Short exercise 1
Set down, word for word, the passage of the Nine review that opens with the words containing "I love the black" and closes with "of Cinema Italiano...".

Source excerpt

■ ■ ■ ■ ■ ■ ■

I love the black and white / I love the play of light / The way Contini puts his image through a prism... / I love the dark handsome guys with their skinny little ties dressing mod looking out of sight / I love to watch them as they cruise with their pointy leather shoes wearing shades in the middle of the night... / I love his Cinema Italiano /He makes me feel w/ Cinema Italiano / My life is real with Cinema Italiano /He is the king of Cinema Italiano...

So sings Kate Hudson's sensually vapid Vogue journalist in the swinging sixties of director Rob Marshall's Nine, a musical epode to the true maestro of the macabre subconsious, Federico Fellini. In an ode more befitting her mother's Laugh In days, Hudson's silver go-go boot-wearing Stephanie serenades the fictional Fellini, Guido Contini, about how his overly-aesthetic films have influenced fashion and the world's image of Italian style. The Cinema Italiano number is visually flawless and electric, probably one of the most crowd-pleasing and catchy tunes. Set on a brightly-lit catwalk, beautiful male models strutting in their skinny ties, sparkling tassels shimmying on Fem-bot blondes, intercut with impossibly stylish black and white scenes of characters on yachts and speeding down streets in vintage mopeds. And then Daniel Day-Lewis' Maestro Contini making the final walk, like the much-hailed designer of a fashion line, to take in his adoring public -- a sing-song portrait of self-absorbed adulation and selfish delight. Of course it's meant to be a moment of oh-aren't-we-so-ironic reflection, but the affliction of Nine is that it's about an artist's creative downward spiral, and the movie itself falls victim to its own conceit. Like Narcissus who stared too long at his own reflection and remained trapped by it, so does Nine, in its perfectly crafted world of Cinema Italiano.

■ ■ ■ ■ ■ ■ ■

Records for processing

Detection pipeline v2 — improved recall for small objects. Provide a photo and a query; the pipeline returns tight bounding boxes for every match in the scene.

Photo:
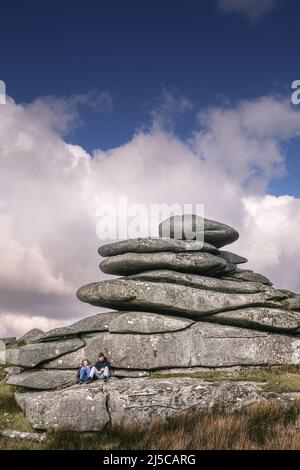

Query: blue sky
[0,0,300,196]
[0,0,300,335]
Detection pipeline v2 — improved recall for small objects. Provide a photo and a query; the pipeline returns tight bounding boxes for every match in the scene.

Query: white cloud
[0,94,300,334]
[217,0,279,21]
[25,90,113,135]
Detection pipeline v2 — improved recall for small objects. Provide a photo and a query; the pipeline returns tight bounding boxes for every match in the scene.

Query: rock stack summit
[7,215,300,431]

■ ■ ■ ■ ■ ■ ■

Short exercise 2
Rewrite the records as a numbered list, from their first line through the line containing "[0,0,300,335]". Skip blank lines and leave the pictures out.

Final result 1
I love the black and white / I love the play of light / The way Contini puts his image through a prism... / I love the dark handsome guys with their skinny little ties dressing mod looking out of sight / I love to watch them as they cruise with their pointy leather shoes wearing shades in the middle of the night... / I love his Cinema Italiano /He makes me feel w/ Cinema Italiano / My life is real with Cinema Italiano /He is the king of Cinema Italiano...

Final result 2
1. Detection pipeline v2 — improved recall for small objects. Provide a photo and a query; the pipeline returns tight bounding boxes for every match in the scene.
2. Photo:
3. Query: blue sky
4. [0,0,300,196]
5. [0,0,300,335]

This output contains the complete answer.